<<<<
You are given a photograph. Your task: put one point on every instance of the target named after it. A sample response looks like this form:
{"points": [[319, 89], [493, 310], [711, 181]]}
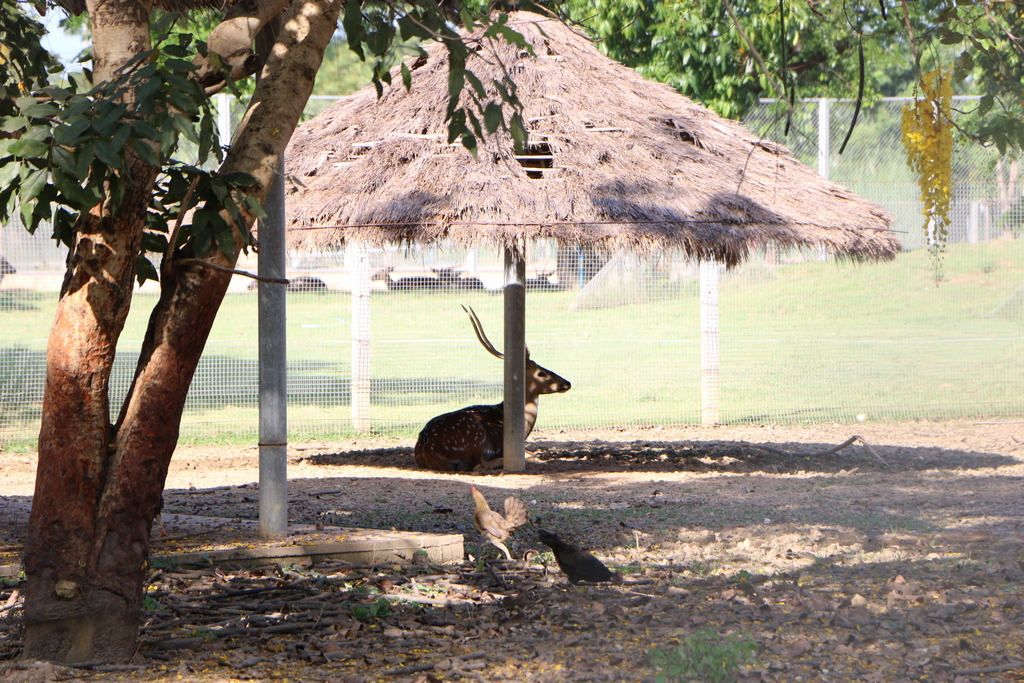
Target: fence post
{"points": [[709, 343], [824, 150], [224, 118], [357, 264]]}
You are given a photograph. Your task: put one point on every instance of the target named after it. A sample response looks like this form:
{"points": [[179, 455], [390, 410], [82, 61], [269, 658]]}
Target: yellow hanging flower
{"points": [[928, 136]]}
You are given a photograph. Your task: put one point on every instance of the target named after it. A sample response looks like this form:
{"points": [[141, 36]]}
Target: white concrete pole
{"points": [[514, 441], [709, 343], [357, 263], [272, 367]]}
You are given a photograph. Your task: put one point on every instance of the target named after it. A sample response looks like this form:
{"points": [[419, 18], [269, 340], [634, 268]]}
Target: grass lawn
{"points": [[806, 342]]}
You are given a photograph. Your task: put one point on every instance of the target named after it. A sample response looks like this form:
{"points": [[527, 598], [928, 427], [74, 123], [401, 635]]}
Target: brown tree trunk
{"points": [[80, 612], [97, 488]]}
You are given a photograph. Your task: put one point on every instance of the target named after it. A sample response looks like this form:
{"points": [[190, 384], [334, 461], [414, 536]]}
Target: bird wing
{"points": [[515, 513]]}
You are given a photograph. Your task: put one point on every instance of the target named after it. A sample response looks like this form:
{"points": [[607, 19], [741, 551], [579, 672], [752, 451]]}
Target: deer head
{"points": [[540, 380]]}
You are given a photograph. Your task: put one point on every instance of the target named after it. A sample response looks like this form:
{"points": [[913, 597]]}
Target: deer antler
{"points": [[478, 329]]}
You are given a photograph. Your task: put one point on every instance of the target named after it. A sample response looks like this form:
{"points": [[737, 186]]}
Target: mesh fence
{"points": [[802, 339]]}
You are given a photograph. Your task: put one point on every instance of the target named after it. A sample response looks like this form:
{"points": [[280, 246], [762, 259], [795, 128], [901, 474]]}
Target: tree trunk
{"points": [[78, 610], [97, 487]]}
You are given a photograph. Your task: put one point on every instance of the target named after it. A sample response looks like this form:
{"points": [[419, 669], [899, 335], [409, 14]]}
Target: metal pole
>>>>
Repeat the listing in full and exactly. Do not include any images.

Written response:
You are given a photograph. Your task: put one point on every instance of the target named after it. A sample response looks like this form:
{"points": [[319, 89], [493, 310], [711, 181]]}
Target: fence post
{"points": [[709, 343], [824, 150], [224, 118], [357, 264]]}
You are given a photograph. Your task: put one point on every instance of the target named after it. A sample response looks like this form:
{"points": [[179, 455], [390, 410], [82, 61], [269, 658]]}
Target: yellow hanging flower
{"points": [[928, 136]]}
You are given a photograph. Your task: put one point on every instance of the target named after it. A sample response looks like this form:
{"points": [[141, 36]]}
Target: white concrete pole
{"points": [[514, 441], [709, 343], [357, 263], [272, 367]]}
You are given a photograph. Your task: put one point on every instance of the target named after it. A sample response looks like this form:
{"points": [[419, 18], [269, 340], [634, 268]]}
Target: grass lawn
{"points": [[806, 342]]}
You are given a photograph. Your task: put one point on every instance of the target named after it. A sample response looks like this form:
{"points": [[527, 598], [928, 427], [74, 123], [401, 635]]}
Target: brown tree trunk
{"points": [[80, 612], [97, 488]]}
You are given a photograph. Your task: put one point on every instance of the target named after it. A sample response looks like this form:
{"points": [[190, 384], [334, 461], [414, 536]]}
Target: bird wing
{"points": [[515, 513]]}
You are given a photograph. Your task: put one point on every instance of the target named after it. A sample response looks like this form:
{"points": [[607, 19], [741, 551], [579, 672], [752, 451]]}
Target: deer head
{"points": [[540, 380]]}
You are given a photograph. Your task: put one point on every instance of the target named after it. A sample response looks like this form:
{"points": [[913, 597]]}
Target: deer antler
{"points": [[478, 329]]}
You are given a photograph. Your task: put one point on every instance of the target named after it. A sample response looks like this form:
{"points": [[737, 186]]}
Target: mesh fence
{"points": [[802, 339]]}
You are given a photograph. Your task: put one point on every instance of the target named after it. A sample response looks like this form:
{"points": [[280, 246], [762, 259], [795, 128], [901, 474]]}
Target: tree trunk
{"points": [[78, 610], [97, 487]]}
You are given a photograph. Your task: put one point on every instance of the target named after it. A sample response looks like this form:
{"points": [[419, 669], [899, 335], [409, 14]]}
Target: metal pole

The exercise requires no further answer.